Exercise description
Output every entry exactly, from the first line to the last.

Items listed in a dataset

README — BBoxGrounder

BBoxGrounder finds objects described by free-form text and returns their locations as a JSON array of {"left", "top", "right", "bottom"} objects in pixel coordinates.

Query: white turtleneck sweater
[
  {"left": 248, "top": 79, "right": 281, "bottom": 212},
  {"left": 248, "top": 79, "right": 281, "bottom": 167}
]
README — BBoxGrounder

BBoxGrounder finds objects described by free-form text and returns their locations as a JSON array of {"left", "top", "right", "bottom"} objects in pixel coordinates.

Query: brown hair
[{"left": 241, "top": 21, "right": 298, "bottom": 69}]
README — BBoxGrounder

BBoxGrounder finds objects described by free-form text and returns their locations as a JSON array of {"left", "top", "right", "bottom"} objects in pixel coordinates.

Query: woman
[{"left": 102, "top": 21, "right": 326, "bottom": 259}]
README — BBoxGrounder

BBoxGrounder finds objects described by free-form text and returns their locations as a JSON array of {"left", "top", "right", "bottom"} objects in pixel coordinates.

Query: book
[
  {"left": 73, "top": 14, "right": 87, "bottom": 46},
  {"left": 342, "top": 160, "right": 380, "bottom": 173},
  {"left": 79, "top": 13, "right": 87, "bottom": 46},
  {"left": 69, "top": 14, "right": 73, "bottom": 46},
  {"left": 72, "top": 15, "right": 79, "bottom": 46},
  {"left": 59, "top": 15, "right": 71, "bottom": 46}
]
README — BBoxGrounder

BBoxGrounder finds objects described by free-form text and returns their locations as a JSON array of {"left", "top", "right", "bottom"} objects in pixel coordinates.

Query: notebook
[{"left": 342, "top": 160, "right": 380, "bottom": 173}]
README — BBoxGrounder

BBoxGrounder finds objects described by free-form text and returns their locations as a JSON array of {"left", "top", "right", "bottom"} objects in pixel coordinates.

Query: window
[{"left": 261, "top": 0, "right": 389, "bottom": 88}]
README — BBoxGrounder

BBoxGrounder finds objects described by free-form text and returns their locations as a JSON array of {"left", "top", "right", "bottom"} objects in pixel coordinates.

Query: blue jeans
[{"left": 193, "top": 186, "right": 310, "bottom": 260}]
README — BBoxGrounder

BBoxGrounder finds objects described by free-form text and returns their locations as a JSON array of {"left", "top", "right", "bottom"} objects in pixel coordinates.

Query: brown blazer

Answer to the exercise
README — BBoxGrounder

BBoxGrounder finds objects described by free-form text and returns their locations as a JSON array of {"left", "top", "right", "bottom"} objects in pixel coordinates.

Query: white turtleneck sweater
[
  {"left": 248, "top": 79, "right": 281, "bottom": 212},
  {"left": 248, "top": 79, "right": 281, "bottom": 167}
]
README — BBoxGrounder

BBoxGrounder finds objects described by free-form text and returns their locations as a JSON array of {"left", "top", "right", "bottom"} objects in pixel coordinates.

Query: brown hair
[{"left": 241, "top": 21, "right": 298, "bottom": 69}]
README — BBoxGrounder

BBoxGrounder finds objects described by free-form text and returns their locations as a JSON array of {"left", "top", "right", "bottom"} objects in pixel coordinates.

Query: woman
[{"left": 102, "top": 21, "right": 326, "bottom": 259}]
README — BBoxGrounder

BBoxGrounder finds objects described by free-form text and returns their locations as a JSON array of {"left", "top", "right", "bottom"} objects in pixel coordinates.

Query: book
[
  {"left": 73, "top": 14, "right": 87, "bottom": 46},
  {"left": 342, "top": 160, "right": 380, "bottom": 173},
  {"left": 79, "top": 13, "right": 87, "bottom": 46},
  {"left": 69, "top": 14, "right": 73, "bottom": 46},
  {"left": 72, "top": 15, "right": 79, "bottom": 46},
  {"left": 59, "top": 15, "right": 71, "bottom": 46}
]
README — BBoxGrounder

BBoxGrounder finds objects described by free-form text and returns their locations as a JSON array of {"left", "top", "right", "bottom"} objects in pixel coordinates.

Query: notebook
[{"left": 342, "top": 160, "right": 380, "bottom": 173}]
README — BBoxGrounder

BBoxGrounder finds objects described by free-form text and returns their locations as a JSON array of {"left", "top", "right", "bottom"} objects in pixel coordinates.

Query: window
[{"left": 261, "top": 0, "right": 389, "bottom": 88}]
README — BBoxGrounder

BBoxGrounder finds objects described by free-form text and returns their locations as a JSON array of {"left", "top", "right", "bottom"} objects in pixel coordinates.

Query: blue jeans
[{"left": 193, "top": 186, "right": 310, "bottom": 260}]
README — BBoxGrounder

BBoxGrounder finds objects described by free-form text and returns their locations as a JSON array of {"left", "top", "right", "bottom"} objects in pixel coordinates.

Query: brown blazer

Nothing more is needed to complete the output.